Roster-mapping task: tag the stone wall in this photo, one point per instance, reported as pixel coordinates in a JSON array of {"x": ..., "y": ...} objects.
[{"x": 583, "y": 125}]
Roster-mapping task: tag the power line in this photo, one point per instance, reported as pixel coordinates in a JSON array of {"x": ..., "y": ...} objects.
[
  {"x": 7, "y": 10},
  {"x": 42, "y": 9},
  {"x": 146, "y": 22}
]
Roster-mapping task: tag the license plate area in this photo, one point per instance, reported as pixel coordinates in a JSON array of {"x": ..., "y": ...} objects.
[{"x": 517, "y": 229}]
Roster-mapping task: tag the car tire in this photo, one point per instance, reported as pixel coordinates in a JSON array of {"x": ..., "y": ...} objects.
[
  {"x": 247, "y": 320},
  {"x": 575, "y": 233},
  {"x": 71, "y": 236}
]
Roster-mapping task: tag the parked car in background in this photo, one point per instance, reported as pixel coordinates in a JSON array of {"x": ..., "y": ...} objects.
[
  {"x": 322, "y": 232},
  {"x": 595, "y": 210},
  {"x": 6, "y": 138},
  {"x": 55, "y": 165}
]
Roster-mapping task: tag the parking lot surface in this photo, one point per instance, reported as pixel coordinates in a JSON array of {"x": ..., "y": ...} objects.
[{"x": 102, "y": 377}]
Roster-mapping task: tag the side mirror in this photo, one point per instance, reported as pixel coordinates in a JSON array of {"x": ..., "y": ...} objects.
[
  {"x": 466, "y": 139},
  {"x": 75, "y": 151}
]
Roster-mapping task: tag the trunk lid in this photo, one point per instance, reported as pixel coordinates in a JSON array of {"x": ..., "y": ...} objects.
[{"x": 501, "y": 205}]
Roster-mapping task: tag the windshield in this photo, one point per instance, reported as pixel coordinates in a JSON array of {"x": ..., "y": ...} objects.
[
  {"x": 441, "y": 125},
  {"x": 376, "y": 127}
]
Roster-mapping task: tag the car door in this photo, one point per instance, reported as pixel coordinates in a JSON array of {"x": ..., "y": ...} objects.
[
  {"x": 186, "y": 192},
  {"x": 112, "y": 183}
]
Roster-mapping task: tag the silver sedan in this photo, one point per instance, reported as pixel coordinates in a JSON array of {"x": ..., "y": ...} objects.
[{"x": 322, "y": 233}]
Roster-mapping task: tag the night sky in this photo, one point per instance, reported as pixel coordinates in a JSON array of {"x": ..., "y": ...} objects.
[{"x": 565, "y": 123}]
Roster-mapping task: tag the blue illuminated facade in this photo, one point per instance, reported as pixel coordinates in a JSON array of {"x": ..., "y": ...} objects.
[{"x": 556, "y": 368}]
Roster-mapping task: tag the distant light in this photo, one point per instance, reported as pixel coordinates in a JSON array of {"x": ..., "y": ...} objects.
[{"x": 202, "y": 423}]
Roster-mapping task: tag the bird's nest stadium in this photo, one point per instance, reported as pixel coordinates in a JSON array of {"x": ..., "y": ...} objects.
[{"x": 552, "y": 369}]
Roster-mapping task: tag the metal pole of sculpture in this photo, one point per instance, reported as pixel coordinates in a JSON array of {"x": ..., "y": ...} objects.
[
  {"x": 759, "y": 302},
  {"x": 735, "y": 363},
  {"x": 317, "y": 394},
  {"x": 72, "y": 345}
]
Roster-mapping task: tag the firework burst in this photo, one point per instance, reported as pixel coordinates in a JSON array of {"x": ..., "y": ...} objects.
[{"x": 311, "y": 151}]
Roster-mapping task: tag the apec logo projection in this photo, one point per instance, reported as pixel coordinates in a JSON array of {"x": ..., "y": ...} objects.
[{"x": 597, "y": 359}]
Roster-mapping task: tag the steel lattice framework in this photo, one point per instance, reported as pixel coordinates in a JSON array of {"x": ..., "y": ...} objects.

********************

== Objective ==
Render the entire listing above as a numbered list, omitting any blank lines.

== Correct output ==
1. Roster-mapping task: tag the stone wall in this photo, one point per instance, reported as pixel coordinates in a JSON array of {"x": ..., "y": ...} objects.
2. [{"x": 583, "y": 125}]
3. Roster-mapping task: tag the power line in this photo, one point per instance, reported as pixel coordinates in a JSON array of {"x": ..., "y": ...} objects.
4. [
5.   {"x": 7, "y": 10},
6.   {"x": 42, "y": 9},
7.   {"x": 146, "y": 22}
8. ]
9. Roster-mapping task: tag the license plate area in this photo, one point per instance, reported as pixel coordinates in a JSON array of {"x": ..., "y": ...} objects.
10. [{"x": 517, "y": 229}]
11. Roster-mapping task: tag the car tire in this photo, one point per instance, reported as pixel coordinates in a JSON array of {"x": ..., "y": ...} objects.
12. [
13.   {"x": 247, "y": 320},
14.   {"x": 575, "y": 233},
15.   {"x": 71, "y": 236}
16. ]
17. Roster-mapping task: tag the parked car in background in this photo, one point per instance, reported as pixel coordinates in a JSON array of {"x": ..., "y": ...} objects.
18. [
19.   {"x": 322, "y": 232},
20.   {"x": 595, "y": 210},
21.   {"x": 6, "y": 138},
22.   {"x": 55, "y": 165}
23. ]
24. Roster-mapping task: tag the parking lot surface in this photo, one point per instance, reported as pixel coordinates in a JSON array of {"x": ..., "y": ...} objects.
25. [{"x": 102, "y": 377}]
26. Roster-mapping task: tag the side mirror in this photo, one point per instance, reported as pixel coordinates in a JSON array of {"x": ..., "y": ...} objects.
27. [
28.   {"x": 466, "y": 139},
29.   {"x": 75, "y": 151}
30. ]
31. Roster-mapping task: tag the trunk lid in this photo, one point per instance, reported as pixel coordinates in a JSON array of {"x": ..., "y": ...} objects.
32. [{"x": 501, "y": 205}]
33. Roster-mapping task: tag the windshield in this photo, one point per instance, reported as pixel coordinates in a JSON array of {"x": ..., "y": ...} objects.
34. [
35.   {"x": 441, "y": 125},
36.   {"x": 376, "y": 127}
37. ]
38. Roster-mapping task: tag the car door in this photo, one point per instance, reported as pixel coordinates in a JSON array of {"x": ..., "y": ...} objects.
39. [
40.   {"x": 186, "y": 192},
41.   {"x": 112, "y": 183}
42. ]
43. Roster-mapping task: tag the silver sedan in this photo, one point per instance, reported as pixel coordinates in a JSON array of {"x": ..., "y": ...} objects.
44. [{"x": 322, "y": 233}]
45. Roster-mapping task: tag the night sky in this photo, one point per instance, reported as pixel coordinates in a JSON array of {"x": ..., "y": ...} objects.
46. [{"x": 565, "y": 123}]
47. Roster-mapping task: tag the blue illuminated facade in this photo, one point per instance, reported as pixel coordinates in a JSON array of {"x": ..., "y": ...} objects.
48. [{"x": 556, "y": 368}]
49. Roster-mapping task: tag the distant light in this photo, one point per instance, reported as pixel coordinates in a JSON array of {"x": ..., "y": ...} objects.
50. [{"x": 202, "y": 423}]
51. Roster-mapping task: tag the bird's nest stadium in this photo, one point per instance, reported as pixel coordinates in a JSON array of {"x": ..., "y": ...} objects.
52. [{"x": 552, "y": 369}]
53. Roster-mapping task: tag the metal pole of sculpture in this photo, one point per instance, reported as pixel coordinates in a JSON array of {"x": ..., "y": ...} objects.
54. [
55.   {"x": 759, "y": 302},
56.   {"x": 735, "y": 363},
57.   {"x": 317, "y": 394},
58.   {"x": 72, "y": 345}
59. ]
60. Roster-mapping task: tag the firework burst in this photo, one point per instance, reported as pixel coordinates in a JSON array of {"x": ..., "y": ...} objects.
61. [{"x": 311, "y": 151}]
62. Roster-mapping task: tag the apec logo projection in this photo, one point per instance, reported as pixel coordinates in a JSON array of {"x": ..., "y": ...} objects.
63. [{"x": 597, "y": 359}]
64. Roster-mapping task: tag the steel lattice framework in this photo, one point per instance, reported as pixel coordinates in a JSON array of {"x": ..., "y": ...} objects.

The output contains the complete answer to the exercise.